§ Problem A:
In the article about the Hazelwood Brew House, copy the passage starting at "On an unassuming" and ending at "third close behind.", swapping "landmark" for "structure".
§ Problem B:
Answer these questions using the article about the Hazelwood Brew House.
(i) On what date did New France Brewing Company open?
(ii) In what year was the building constructed?
(iii) Which organization bought the property in 2017?

§ Text shown:
————————

On an unassuming block of Lytle Street in Hazelwood, a building that has witnessed more than a century of Pittsburgh history finally found its purpose again. The Hazelwood Brew House opened its doors earlier this month, debuting two of the three craft breweries that will call the 20,000-square-foot, four-story landmark home, with a third close behind.
New France Brewing Company was first through the door on June 12, followed the next day by Abstract Realm Brewing Company. Both have set up independent brewing operations on the ground floor of the historic structure, with Bonafide Beer Co., which already operates a taproom in the Strip District, expected to complete the trio shortly. Together, they offer three distinct bars, a shared taproom for 225 guests, a half-acre backyard beer garden, and a rooftop deck with sweeping views of Downtown Pittsburgh.
The building's story goes back well before any of its current tenants were born. Constructed in 1905 for the original Hazelwood Brewing Company, the structure operated through the early twentieth century before Prohibition shut it down in 1920. Derby Brewing Co. briefly revived it after the 18th Amendment was repealed, but the building eventually fell vacant, its brick walls silent for decades. It earned a spot on the National Register of Historic Places, but for years that designation was cold comfort for a neighborhood watching the site gather dust.
That changed in 2017, when The Progress Fund, a Greensburg-based community development nonprofit, purchased the property. Dave Kahley, the organization's president and CEO, had long believed in the power of breweries as neighborhood anchors rather than simple party destinations. He had helped a dozen local breweries get off the ground over his career and saw in the Hazelwood building something worth saving. Renovations began in 2019, backed by a coalition of funders including the R.K. Mellon Foundation, the Heinz Endowments, the Benedum Foundation, First National Bank, and Pennsylvania's Department of Community and Economic Development.

————————

Image point grounding data:

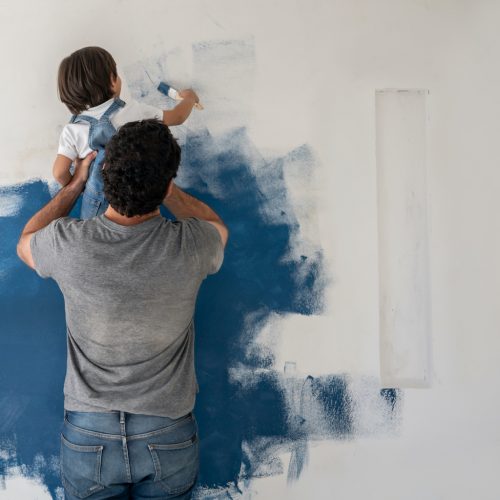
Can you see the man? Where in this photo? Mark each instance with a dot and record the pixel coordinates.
(130, 279)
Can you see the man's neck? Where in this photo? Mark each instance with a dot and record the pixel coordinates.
(123, 220)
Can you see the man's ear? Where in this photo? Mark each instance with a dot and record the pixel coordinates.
(169, 188)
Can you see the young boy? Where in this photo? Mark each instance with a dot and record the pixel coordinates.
(89, 86)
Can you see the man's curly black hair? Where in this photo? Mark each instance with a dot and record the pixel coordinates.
(140, 161)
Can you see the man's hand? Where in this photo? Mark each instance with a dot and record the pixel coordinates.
(189, 94)
(82, 166)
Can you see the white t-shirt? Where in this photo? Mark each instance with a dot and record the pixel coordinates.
(74, 140)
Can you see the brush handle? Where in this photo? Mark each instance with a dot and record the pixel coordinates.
(174, 94)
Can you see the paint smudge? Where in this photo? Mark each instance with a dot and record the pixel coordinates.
(243, 426)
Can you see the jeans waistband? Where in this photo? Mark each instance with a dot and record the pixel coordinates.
(117, 423)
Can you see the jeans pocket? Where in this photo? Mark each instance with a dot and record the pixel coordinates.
(176, 464)
(81, 468)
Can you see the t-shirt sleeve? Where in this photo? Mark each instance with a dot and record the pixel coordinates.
(67, 144)
(44, 250)
(207, 245)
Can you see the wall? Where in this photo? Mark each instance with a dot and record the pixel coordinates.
(286, 149)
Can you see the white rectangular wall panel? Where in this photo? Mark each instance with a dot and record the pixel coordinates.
(403, 238)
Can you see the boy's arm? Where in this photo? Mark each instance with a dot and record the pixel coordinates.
(60, 170)
(59, 206)
(179, 114)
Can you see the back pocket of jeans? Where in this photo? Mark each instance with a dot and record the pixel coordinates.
(176, 464)
(81, 468)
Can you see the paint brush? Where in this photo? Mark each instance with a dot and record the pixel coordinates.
(169, 91)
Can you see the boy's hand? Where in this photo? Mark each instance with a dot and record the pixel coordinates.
(82, 166)
(189, 94)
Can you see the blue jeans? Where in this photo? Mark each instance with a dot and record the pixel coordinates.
(124, 455)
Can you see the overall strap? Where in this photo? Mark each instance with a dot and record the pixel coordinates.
(83, 118)
(115, 106)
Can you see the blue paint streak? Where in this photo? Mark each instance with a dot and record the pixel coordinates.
(255, 281)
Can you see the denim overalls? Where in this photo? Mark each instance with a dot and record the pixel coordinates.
(93, 201)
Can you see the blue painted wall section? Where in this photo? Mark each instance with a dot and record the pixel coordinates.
(258, 279)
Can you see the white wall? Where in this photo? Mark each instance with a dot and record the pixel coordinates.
(317, 66)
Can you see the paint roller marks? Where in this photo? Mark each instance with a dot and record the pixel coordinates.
(243, 427)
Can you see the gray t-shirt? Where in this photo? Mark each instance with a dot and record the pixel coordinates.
(130, 294)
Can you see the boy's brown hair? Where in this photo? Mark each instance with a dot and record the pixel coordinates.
(84, 78)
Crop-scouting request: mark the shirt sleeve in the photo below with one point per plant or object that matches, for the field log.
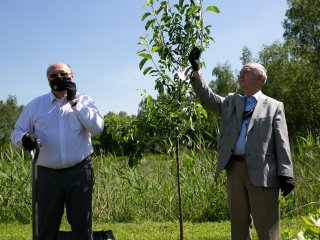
(88, 115)
(22, 126)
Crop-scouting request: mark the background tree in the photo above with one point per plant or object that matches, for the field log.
(174, 28)
(302, 29)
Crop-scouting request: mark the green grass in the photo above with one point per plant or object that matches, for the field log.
(154, 231)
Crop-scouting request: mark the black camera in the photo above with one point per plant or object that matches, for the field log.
(58, 83)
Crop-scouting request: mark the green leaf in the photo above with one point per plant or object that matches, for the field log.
(143, 61)
(192, 10)
(145, 16)
(307, 221)
(145, 55)
(147, 70)
(213, 9)
(149, 23)
(154, 49)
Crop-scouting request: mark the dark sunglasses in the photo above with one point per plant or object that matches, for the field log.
(56, 75)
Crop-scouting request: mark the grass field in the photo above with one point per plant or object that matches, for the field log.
(154, 231)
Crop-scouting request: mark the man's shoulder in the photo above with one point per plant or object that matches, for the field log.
(39, 99)
(270, 99)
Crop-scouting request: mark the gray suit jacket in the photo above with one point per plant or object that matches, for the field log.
(267, 144)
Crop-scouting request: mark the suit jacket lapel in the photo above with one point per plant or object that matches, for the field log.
(257, 111)
(239, 110)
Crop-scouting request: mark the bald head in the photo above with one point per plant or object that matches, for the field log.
(259, 69)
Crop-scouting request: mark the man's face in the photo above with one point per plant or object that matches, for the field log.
(249, 80)
(55, 75)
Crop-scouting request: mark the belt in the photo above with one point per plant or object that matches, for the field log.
(239, 158)
(87, 159)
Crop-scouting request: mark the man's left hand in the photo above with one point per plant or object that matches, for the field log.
(71, 89)
(286, 185)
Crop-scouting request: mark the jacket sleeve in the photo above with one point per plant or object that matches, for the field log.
(282, 143)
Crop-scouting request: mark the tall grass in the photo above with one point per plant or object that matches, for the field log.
(148, 192)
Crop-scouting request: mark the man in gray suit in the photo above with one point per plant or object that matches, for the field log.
(253, 149)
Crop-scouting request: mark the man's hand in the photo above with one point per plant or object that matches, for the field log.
(194, 58)
(71, 89)
(30, 142)
(286, 185)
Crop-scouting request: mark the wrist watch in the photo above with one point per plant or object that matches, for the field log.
(75, 103)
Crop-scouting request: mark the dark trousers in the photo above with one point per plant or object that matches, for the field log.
(70, 188)
(248, 202)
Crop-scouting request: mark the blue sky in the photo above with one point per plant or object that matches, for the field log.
(98, 38)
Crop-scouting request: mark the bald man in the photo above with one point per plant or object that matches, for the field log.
(253, 149)
(64, 121)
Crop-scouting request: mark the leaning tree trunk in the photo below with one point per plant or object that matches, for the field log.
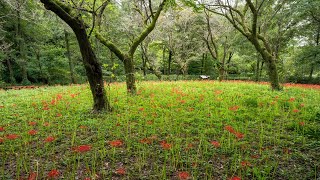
(169, 61)
(66, 37)
(89, 59)
(22, 53)
(11, 75)
(130, 78)
(273, 74)
(93, 71)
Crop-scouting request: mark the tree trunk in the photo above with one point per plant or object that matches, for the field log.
(163, 59)
(202, 63)
(93, 71)
(130, 78)
(169, 61)
(66, 37)
(22, 53)
(89, 59)
(257, 73)
(144, 59)
(11, 75)
(221, 73)
(273, 74)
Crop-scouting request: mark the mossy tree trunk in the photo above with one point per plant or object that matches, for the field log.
(127, 58)
(71, 66)
(90, 62)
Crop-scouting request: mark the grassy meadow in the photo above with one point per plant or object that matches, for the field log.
(170, 130)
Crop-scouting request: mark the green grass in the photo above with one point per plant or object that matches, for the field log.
(165, 130)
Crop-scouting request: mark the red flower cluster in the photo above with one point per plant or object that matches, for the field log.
(234, 108)
(239, 135)
(215, 144)
(49, 139)
(183, 175)
(116, 143)
(121, 171)
(53, 173)
(165, 145)
(145, 141)
(32, 176)
(291, 99)
(32, 123)
(296, 110)
(235, 178)
(245, 163)
(32, 132)
(82, 148)
(12, 136)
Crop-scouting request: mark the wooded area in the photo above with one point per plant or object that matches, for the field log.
(96, 40)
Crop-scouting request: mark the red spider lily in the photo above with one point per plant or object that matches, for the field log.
(116, 143)
(82, 148)
(234, 108)
(32, 132)
(245, 163)
(235, 178)
(183, 175)
(239, 135)
(53, 173)
(83, 127)
(217, 92)
(59, 97)
(215, 144)
(121, 171)
(291, 99)
(12, 136)
(46, 108)
(191, 109)
(165, 145)
(49, 139)
(145, 141)
(32, 123)
(189, 146)
(256, 156)
(230, 129)
(32, 176)
(296, 110)
(53, 102)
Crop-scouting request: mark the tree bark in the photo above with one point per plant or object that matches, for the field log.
(71, 67)
(90, 62)
(170, 61)
(130, 78)
(11, 75)
(21, 48)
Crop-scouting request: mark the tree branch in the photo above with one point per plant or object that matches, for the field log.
(111, 46)
(147, 30)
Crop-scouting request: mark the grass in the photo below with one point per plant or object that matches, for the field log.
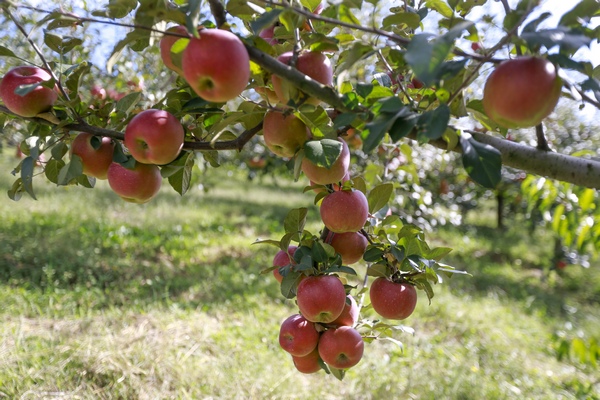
(107, 300)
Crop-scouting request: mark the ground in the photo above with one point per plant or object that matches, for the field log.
(103, 300)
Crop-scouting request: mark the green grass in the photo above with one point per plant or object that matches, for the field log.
(103, 300)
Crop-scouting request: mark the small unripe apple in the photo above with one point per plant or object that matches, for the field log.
(521, 92)
(308, 364)
(137, 185)
(95, 161)
(350, 245)
(345, 211)
(216, 65)
(98, 92)
(349, 315)
(268, 35)
(282, 259)
(298, 336)
(314, 64)
(33, 103)
(154, 137)
(393, 300)
(341, 348)
(166, 43)
(334, 174)
(284, 134)
(321, 298)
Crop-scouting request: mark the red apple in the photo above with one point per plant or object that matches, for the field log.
(393, 300)
(216, 65)
(341, 348)
(323, 175)
(314, 64)
(284, 134)
(321, 298)
(308, 364)
(137, 185)
(350, 245)
(349, 315)
(166, 43)
(95, 161)
(282, 259)
(33, 103)
(521, 92)
(154, 137)
(298, 336)
(345, 211)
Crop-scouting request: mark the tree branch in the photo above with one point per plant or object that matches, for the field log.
(218, 12)
(303, 82)
(235, 144)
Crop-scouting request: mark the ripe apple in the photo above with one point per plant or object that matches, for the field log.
(350, 245)
(298, 336)
(321, 298)
(323, 175)
(216, 65)
(166, 43)
(345, 211)
(308, 364)
(95, 161)
(349, 315)
(314, 64)
(393, 300)
(284, 134)
(282, 259)
(521, 92)
(137, 185)
(154, 137)
(341, 347)
(37, 101)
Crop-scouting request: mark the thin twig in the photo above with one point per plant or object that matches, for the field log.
(541, 138)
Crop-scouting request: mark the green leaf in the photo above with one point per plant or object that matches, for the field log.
(295, 220)
(61, 44)
(373, 253)
(482, 162)
(70, 171)
(433, 124)
(583, 11)
(6, 52)
(16, 191)
(23, 90)
(378, 270)
(440, 6)
(379, 196)
(357, 52)
(127, 103)
(426, 56)
(318, 252)
(53, 168)
(338, 373)
(266, 20)
(75, 75)
(563, 37)
(402, 20)
(181, 179)
(27, 167)
(289, 283)
(324, 152)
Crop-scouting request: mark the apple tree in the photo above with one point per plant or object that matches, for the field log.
(327, 87)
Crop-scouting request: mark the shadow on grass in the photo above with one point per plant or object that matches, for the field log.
(514, 264)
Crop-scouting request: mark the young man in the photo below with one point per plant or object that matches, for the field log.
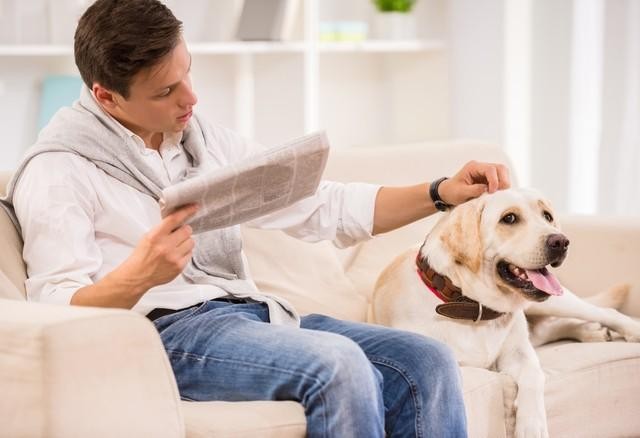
(86, 199)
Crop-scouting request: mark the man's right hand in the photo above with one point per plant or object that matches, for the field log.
(163, 252)
(159, 257)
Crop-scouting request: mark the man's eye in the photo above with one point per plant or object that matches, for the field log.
(509, 219)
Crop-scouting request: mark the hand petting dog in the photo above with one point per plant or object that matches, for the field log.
(474, 179)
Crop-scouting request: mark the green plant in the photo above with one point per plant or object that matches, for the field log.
(394, 5)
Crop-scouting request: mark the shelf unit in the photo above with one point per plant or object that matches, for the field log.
(366, 92)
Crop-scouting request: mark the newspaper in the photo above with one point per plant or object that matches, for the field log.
(256, 186)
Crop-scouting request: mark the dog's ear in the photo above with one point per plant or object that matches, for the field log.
(461, 235)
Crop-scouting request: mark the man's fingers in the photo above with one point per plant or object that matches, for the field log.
(488, 173)
(177, 218)
(185, 247)
(503, 176)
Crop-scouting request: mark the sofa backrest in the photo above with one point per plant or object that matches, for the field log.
(12, 269)
(321, 278)
(316, 277)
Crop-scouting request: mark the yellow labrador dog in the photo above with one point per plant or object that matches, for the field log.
(469, 285)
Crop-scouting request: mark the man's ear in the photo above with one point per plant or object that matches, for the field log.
(461, 236)
(106, 98)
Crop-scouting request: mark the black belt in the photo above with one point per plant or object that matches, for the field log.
(159, 312)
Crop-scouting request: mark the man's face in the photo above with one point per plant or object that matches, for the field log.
(160, 98)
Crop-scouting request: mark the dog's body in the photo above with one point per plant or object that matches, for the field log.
(494, 250)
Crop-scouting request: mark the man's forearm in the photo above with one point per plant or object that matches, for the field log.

————————

§ Your solution A:
On an unassuming block of Lytle Street in Hazelwood, a building that has witnessed more than a century of Pittsburgh history finally found its purpose again. The Hazelwood Brew House opened its doors earlier this month, debuting two of the three craft breweries that will call the 20,000-square-foot, four-story structure home, with a third close behind.

§ Your solution B:
(i) June 12
(ii) 1905
(iii) The Progress Fund